**** EXTRACT PROVIDED ****
Well, not just the Times, scientists are also digging through Wikipedia among many other sites.
Researchers at Microsoft and the Technion-Israel Institute of Technology are creating software that analyzes 22 years of New York Times archives, Wikipedia and about 90 other web resources to predict future disease outbreaks, riots and deaths — and hopefully prevent them.
The new research is the latest in a number of similar initiatives that seek to mine web data to predict all kinds of events. Recorded Future, for instance, analyzes news, blogs and social media to “help identify predictive signals” for a variety of industries, including financial services and defense. Researchers are also using Twitter and Google to track flu outbreaks.
Technology Review outlines how it can work.
**** DATA PROVIDED ****
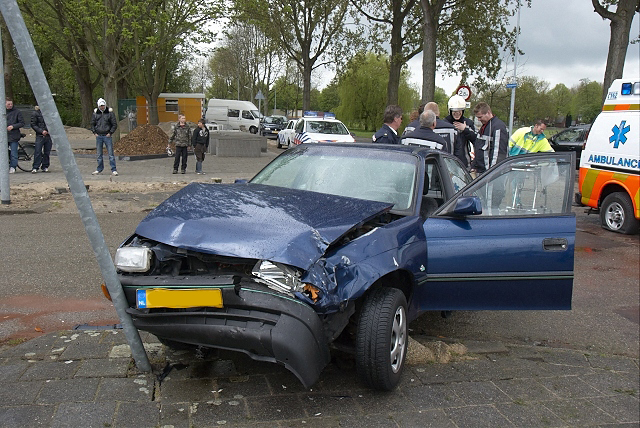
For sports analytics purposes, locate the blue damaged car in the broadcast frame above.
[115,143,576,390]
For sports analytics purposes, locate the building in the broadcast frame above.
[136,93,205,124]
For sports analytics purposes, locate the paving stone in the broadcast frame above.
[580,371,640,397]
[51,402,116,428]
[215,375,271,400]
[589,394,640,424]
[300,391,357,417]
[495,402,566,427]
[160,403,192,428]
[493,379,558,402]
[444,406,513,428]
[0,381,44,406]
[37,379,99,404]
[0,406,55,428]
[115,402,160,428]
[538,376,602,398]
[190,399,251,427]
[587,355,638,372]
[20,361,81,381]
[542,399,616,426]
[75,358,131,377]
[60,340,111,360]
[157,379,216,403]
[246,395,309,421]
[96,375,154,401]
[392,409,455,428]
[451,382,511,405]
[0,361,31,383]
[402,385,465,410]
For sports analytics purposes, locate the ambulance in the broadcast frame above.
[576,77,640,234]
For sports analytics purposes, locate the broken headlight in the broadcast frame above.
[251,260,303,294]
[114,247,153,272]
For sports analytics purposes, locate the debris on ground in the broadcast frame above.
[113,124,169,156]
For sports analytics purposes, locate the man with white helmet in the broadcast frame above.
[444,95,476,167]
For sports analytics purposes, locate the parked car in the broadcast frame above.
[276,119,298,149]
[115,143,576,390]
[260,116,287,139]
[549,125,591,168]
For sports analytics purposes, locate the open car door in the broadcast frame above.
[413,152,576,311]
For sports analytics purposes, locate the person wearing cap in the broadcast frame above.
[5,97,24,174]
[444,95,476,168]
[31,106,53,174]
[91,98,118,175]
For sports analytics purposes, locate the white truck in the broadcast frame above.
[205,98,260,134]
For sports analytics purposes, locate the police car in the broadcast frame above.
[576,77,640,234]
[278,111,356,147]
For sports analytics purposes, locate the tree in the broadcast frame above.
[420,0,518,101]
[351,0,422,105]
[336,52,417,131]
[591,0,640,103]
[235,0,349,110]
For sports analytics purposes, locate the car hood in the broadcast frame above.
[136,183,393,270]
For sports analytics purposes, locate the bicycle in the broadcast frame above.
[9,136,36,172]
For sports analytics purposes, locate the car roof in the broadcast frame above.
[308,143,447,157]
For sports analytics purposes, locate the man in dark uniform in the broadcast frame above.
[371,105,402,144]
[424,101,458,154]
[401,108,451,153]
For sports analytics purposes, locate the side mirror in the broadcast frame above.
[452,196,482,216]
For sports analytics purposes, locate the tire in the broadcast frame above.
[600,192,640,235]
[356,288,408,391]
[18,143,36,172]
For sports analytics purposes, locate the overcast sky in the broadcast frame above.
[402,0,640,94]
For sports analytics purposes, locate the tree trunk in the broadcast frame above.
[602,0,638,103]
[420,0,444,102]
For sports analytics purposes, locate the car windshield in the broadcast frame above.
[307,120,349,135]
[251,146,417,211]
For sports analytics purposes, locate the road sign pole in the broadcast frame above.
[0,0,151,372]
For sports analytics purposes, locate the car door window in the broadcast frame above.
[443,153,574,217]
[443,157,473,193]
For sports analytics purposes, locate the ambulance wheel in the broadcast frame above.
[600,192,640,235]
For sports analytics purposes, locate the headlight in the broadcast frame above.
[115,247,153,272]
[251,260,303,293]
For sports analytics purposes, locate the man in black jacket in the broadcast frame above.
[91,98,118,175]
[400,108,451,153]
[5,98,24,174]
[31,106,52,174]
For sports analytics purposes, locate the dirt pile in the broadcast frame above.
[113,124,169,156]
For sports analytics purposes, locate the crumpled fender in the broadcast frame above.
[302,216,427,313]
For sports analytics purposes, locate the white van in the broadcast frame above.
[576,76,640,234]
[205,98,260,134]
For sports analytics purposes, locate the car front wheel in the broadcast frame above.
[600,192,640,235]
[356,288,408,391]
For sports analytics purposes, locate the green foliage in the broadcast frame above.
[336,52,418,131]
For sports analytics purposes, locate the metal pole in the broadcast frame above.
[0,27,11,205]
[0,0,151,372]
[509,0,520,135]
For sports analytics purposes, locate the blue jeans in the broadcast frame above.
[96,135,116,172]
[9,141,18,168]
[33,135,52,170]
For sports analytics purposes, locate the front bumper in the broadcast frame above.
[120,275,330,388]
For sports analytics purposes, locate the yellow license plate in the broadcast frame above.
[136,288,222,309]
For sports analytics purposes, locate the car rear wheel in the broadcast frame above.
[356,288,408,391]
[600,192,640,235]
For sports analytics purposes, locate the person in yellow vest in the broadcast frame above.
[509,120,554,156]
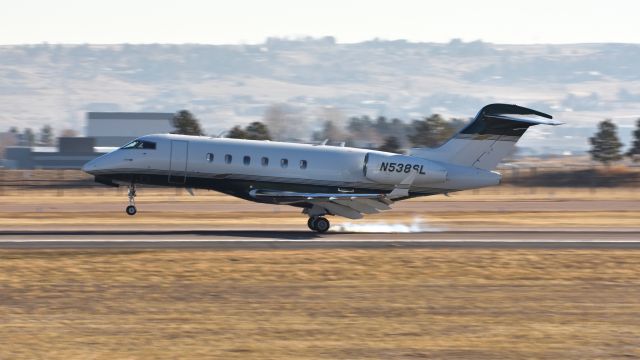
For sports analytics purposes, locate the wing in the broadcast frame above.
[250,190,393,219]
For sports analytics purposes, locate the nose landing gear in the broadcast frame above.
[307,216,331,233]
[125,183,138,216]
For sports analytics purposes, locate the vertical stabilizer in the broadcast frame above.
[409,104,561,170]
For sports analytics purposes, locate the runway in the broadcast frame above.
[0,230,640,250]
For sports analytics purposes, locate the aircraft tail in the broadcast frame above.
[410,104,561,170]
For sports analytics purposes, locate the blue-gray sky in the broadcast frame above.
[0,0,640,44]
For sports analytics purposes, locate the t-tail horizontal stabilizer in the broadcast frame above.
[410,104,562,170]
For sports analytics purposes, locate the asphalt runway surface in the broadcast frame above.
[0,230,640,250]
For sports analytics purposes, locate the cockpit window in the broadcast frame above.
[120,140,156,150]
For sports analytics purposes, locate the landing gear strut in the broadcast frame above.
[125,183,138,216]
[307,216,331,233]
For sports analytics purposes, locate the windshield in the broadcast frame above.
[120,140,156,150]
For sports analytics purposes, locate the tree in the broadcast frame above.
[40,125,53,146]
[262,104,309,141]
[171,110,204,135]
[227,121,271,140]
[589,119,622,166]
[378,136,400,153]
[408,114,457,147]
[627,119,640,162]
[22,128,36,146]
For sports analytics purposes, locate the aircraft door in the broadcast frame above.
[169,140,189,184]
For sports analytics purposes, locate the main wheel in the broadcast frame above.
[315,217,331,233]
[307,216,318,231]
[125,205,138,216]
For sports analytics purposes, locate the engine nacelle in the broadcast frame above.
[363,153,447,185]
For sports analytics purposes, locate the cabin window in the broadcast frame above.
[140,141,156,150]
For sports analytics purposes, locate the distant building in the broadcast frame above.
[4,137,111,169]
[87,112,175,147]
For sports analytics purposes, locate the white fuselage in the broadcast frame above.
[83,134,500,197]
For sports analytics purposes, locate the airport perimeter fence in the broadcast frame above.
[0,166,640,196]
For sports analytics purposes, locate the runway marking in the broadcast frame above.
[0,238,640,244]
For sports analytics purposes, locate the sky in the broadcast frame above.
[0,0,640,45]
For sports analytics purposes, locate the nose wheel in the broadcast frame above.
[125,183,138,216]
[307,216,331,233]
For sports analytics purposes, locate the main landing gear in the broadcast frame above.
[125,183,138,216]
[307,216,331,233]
****
**** DATA PROVIDED ****
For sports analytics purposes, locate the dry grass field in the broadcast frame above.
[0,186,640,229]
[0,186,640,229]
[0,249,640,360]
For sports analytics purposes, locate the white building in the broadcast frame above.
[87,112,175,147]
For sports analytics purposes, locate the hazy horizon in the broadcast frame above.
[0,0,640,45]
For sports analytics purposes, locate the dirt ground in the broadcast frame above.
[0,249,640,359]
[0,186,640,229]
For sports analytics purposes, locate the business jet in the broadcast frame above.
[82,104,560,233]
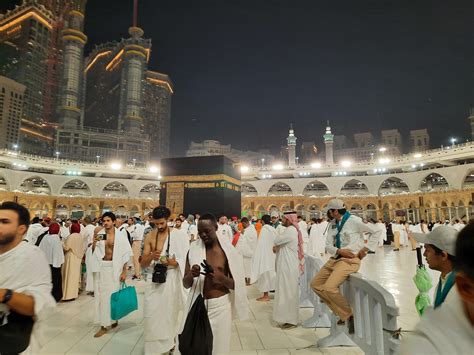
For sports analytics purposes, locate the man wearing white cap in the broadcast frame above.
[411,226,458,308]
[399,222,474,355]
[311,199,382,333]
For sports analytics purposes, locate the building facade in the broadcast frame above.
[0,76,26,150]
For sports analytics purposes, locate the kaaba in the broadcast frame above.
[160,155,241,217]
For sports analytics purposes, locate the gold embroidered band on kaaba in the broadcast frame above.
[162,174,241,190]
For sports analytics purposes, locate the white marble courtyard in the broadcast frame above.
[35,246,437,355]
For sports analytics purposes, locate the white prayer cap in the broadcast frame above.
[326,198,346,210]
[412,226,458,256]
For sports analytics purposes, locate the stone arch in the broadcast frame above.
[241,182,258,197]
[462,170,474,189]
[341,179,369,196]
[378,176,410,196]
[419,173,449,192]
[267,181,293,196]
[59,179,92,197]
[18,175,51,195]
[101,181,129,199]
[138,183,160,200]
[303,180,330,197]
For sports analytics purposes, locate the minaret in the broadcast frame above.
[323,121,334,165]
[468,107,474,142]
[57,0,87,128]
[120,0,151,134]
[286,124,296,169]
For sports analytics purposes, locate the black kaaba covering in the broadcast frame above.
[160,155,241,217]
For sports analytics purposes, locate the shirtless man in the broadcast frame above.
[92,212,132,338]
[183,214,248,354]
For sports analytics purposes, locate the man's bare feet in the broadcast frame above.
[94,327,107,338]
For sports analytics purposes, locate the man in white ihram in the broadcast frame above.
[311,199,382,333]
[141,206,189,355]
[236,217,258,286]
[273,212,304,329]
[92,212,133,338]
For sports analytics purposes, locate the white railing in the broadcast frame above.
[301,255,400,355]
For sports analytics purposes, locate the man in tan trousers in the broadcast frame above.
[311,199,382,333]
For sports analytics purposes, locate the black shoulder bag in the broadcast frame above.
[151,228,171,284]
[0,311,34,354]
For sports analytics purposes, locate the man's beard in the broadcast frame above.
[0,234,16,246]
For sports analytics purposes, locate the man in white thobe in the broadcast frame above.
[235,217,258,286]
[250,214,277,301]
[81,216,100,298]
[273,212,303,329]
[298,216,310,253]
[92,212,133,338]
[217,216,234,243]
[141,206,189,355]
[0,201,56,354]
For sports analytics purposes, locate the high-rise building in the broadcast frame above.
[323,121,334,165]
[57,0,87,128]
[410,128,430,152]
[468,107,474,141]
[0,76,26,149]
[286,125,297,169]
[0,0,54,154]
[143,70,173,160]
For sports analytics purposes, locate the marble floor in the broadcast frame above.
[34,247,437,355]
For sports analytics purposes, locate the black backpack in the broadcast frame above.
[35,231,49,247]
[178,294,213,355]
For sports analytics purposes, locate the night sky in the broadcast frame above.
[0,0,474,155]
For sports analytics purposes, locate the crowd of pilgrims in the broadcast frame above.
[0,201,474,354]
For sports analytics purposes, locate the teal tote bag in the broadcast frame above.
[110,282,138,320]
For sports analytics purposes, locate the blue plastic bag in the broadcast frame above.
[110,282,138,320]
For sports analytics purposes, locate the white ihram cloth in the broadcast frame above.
****
**** DATA PROVIDED ****
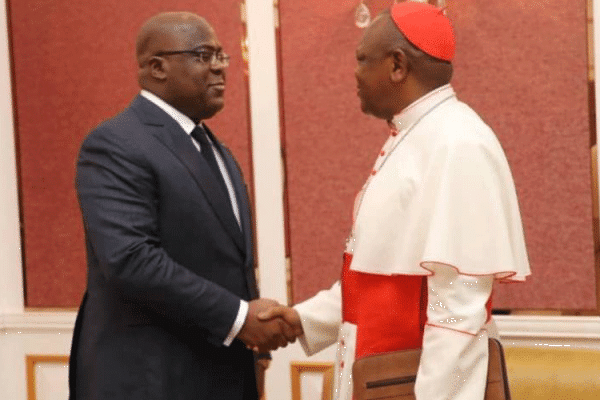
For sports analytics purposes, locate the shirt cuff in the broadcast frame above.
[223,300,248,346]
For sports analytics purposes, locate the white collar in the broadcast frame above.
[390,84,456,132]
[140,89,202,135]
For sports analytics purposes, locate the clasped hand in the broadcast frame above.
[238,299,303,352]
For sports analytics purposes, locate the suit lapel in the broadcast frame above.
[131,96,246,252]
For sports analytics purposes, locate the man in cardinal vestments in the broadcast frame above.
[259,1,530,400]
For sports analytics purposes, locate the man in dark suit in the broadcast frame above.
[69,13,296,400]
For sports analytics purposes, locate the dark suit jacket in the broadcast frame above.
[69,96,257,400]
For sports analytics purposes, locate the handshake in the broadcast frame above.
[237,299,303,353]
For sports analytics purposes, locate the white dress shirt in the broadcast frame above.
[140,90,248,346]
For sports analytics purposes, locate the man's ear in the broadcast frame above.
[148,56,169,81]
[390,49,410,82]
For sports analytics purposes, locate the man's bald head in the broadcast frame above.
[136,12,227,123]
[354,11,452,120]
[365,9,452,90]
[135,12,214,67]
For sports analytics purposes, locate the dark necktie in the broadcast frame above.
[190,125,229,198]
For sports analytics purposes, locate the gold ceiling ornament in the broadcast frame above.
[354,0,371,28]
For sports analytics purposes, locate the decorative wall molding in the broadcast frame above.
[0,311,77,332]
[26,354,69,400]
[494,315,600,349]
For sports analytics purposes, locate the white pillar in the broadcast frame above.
****
INSTRUCTIONS
**A.** According to the article on predicting events from web data, how many years of New York Times archives does the Microsoft and Technion software analyze?
**B.** Take the article on predicting events from web data further, picking up right after its final sentence.

RESPONSES PER TASK
**A.** 22 years.

**B.**
The system provides striking results when tested on historical data. For example, reports of droughts in Angola in 2006 triggered a warning about possible cholera outbreaks in the country, because previous events had taught the system that cholera outbreaks were more likely in years following droughts. A second warning about cholera in Angola was triggered by news reports of large storms in Africa in early 2007; less than a week later, reports appeared that cholera had become established. In similar tests involving forecasts of disease, violence, and a significant numbers of deaths, the system’s warnings were correct between 70 to 90 percent of the time.
See Kira Radinsky and Eric Horvitz, Mining the Web to Predict Future Events (PDF).